ACTIVITY - Using the records underneath, tally the lines where the word "distant" appears and please give only the count.

(Collected data)

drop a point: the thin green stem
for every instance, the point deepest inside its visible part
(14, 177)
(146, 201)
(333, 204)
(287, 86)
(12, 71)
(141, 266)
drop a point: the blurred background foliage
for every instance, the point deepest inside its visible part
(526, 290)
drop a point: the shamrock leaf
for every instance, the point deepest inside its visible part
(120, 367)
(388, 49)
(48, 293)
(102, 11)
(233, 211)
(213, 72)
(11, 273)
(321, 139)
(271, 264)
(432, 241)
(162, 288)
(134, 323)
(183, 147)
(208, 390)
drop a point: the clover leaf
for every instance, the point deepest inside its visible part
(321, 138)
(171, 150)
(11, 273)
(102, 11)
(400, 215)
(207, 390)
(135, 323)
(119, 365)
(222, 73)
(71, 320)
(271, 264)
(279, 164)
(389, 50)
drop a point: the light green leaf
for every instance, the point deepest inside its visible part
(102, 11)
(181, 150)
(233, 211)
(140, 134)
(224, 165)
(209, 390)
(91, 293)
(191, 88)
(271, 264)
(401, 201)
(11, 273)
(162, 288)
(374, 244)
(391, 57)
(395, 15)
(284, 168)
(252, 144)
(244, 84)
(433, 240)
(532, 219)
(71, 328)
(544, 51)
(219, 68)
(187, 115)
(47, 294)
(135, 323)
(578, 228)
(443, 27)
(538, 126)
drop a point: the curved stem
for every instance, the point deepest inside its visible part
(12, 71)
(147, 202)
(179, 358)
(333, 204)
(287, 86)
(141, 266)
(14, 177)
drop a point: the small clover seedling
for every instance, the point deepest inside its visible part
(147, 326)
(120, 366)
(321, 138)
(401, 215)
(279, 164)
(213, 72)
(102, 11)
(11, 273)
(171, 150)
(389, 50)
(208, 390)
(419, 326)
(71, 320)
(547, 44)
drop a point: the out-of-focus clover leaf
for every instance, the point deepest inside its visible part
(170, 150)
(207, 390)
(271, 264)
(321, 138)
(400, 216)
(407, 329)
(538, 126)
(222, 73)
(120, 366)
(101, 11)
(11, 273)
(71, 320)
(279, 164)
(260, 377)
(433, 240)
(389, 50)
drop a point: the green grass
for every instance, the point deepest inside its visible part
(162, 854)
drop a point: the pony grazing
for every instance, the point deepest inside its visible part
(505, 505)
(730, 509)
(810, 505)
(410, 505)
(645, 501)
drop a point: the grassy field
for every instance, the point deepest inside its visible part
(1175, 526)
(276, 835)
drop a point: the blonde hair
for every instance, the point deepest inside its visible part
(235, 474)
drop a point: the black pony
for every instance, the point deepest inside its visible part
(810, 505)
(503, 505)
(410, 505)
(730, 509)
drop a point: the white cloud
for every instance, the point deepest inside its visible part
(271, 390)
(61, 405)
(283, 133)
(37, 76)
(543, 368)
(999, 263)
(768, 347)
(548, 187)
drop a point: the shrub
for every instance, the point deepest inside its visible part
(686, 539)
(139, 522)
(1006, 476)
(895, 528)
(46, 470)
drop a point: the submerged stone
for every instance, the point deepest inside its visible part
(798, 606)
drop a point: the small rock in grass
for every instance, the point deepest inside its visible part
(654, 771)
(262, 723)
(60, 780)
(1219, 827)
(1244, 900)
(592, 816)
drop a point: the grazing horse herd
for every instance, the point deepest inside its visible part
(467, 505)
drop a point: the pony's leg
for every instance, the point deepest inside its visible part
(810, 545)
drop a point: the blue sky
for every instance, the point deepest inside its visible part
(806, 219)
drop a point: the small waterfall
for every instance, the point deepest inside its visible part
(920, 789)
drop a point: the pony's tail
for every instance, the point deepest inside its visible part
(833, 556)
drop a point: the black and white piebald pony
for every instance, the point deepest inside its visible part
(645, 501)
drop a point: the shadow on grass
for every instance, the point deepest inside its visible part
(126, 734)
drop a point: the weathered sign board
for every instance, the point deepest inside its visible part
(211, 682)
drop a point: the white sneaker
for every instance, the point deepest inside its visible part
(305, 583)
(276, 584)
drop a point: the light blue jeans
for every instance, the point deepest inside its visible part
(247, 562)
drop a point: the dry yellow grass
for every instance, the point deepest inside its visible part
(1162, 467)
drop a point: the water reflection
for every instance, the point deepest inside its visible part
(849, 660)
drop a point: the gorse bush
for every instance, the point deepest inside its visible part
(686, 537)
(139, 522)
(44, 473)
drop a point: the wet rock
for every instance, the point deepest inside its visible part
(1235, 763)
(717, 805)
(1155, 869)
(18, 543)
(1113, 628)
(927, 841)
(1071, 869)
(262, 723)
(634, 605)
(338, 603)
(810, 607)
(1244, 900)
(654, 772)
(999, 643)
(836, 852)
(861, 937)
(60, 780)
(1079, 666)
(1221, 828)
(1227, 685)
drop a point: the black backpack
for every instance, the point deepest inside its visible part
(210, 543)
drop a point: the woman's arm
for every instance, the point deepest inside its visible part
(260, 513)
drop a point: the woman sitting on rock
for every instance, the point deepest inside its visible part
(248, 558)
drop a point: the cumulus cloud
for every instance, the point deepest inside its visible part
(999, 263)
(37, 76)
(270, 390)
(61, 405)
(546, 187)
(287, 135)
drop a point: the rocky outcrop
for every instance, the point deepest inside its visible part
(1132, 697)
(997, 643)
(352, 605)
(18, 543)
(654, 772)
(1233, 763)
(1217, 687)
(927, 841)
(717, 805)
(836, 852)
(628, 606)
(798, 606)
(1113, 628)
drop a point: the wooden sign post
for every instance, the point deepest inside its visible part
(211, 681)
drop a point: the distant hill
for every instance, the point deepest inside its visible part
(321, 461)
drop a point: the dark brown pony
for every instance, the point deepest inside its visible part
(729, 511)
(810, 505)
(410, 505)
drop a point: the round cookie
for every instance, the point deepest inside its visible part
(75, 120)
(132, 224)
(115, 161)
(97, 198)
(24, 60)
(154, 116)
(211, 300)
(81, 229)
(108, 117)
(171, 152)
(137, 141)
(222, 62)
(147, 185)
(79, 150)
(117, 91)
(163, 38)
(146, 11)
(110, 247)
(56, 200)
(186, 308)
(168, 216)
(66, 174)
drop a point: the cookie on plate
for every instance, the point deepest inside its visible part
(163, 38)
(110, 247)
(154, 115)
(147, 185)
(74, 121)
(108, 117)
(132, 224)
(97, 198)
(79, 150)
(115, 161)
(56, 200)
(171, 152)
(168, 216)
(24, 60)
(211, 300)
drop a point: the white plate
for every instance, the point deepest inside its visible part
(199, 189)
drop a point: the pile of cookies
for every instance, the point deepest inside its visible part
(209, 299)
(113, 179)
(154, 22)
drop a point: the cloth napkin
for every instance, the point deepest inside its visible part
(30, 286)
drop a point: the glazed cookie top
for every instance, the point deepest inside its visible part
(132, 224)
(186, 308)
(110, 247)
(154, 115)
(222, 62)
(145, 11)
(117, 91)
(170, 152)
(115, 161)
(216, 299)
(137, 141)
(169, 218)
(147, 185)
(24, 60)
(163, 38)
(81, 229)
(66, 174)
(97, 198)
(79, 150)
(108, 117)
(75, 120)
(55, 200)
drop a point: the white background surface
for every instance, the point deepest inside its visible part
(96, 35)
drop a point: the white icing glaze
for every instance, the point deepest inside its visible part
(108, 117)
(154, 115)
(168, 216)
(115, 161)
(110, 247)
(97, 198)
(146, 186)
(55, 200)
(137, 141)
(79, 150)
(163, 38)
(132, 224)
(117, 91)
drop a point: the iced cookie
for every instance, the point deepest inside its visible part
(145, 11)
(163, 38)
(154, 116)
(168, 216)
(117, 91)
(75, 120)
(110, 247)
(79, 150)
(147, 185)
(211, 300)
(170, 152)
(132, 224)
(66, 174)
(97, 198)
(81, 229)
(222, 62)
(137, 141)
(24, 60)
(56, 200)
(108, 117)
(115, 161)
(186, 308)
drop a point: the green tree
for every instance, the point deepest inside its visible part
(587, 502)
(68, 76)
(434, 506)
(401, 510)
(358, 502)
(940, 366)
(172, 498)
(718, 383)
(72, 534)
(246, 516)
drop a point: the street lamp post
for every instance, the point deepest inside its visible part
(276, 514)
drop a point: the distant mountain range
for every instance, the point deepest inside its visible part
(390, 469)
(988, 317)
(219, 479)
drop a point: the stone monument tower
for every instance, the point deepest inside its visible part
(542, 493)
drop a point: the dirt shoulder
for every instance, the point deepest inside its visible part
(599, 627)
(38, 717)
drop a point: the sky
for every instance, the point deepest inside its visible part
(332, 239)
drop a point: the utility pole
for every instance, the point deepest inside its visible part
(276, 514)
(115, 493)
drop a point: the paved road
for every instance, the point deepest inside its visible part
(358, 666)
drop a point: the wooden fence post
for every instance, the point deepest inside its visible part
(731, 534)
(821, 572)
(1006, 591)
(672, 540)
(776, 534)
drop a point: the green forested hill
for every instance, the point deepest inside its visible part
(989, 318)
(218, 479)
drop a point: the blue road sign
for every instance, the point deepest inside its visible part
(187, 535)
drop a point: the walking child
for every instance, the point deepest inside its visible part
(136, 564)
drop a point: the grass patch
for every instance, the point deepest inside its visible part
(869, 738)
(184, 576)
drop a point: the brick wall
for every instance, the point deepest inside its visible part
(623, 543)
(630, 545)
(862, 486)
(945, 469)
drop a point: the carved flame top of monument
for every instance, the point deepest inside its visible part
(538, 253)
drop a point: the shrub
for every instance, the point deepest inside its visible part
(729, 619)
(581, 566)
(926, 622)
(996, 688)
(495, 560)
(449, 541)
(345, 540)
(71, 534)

YOUR SOLUTION - 2